What is needed
Among the lines of data below, reproduce only those from the one with "Formation-chart tagging: label the white exterior" through the one with "Formation-chart tagging: label the white chimney", exactly as they stand, both ends included.

Exercise data

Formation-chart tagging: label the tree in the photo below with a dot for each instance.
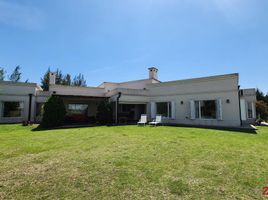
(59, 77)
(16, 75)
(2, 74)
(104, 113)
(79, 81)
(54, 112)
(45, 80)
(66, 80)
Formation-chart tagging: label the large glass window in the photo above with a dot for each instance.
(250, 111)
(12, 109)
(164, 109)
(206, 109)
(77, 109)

==

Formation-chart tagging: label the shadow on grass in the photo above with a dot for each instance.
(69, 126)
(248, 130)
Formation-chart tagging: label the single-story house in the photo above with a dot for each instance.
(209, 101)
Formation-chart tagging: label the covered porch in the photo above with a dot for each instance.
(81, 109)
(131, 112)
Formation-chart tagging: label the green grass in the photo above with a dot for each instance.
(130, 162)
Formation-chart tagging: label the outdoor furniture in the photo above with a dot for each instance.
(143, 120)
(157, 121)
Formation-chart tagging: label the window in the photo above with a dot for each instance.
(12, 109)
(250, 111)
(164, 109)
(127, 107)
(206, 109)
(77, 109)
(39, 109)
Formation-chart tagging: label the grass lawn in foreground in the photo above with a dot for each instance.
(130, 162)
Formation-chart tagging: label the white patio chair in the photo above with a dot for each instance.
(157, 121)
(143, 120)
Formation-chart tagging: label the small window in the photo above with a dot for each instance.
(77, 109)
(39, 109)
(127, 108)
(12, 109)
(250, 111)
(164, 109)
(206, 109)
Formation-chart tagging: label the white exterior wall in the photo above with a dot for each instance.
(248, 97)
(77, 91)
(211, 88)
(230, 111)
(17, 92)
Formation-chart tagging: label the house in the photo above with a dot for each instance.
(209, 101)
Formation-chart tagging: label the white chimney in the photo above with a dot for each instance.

Answer to the problem
Formation-chart tagging: label the white exterior wall in the photo above with a dot for each instance.
(248, 97)
(77, 91)
(211, 88)
(230, 111)
(17, 92)
Formation-chart tagging: label the house in the photo above with a dot for each instance.
(209, 101)
Formation-chart tagging: label the white chimney in the photo above with a dot for each instance.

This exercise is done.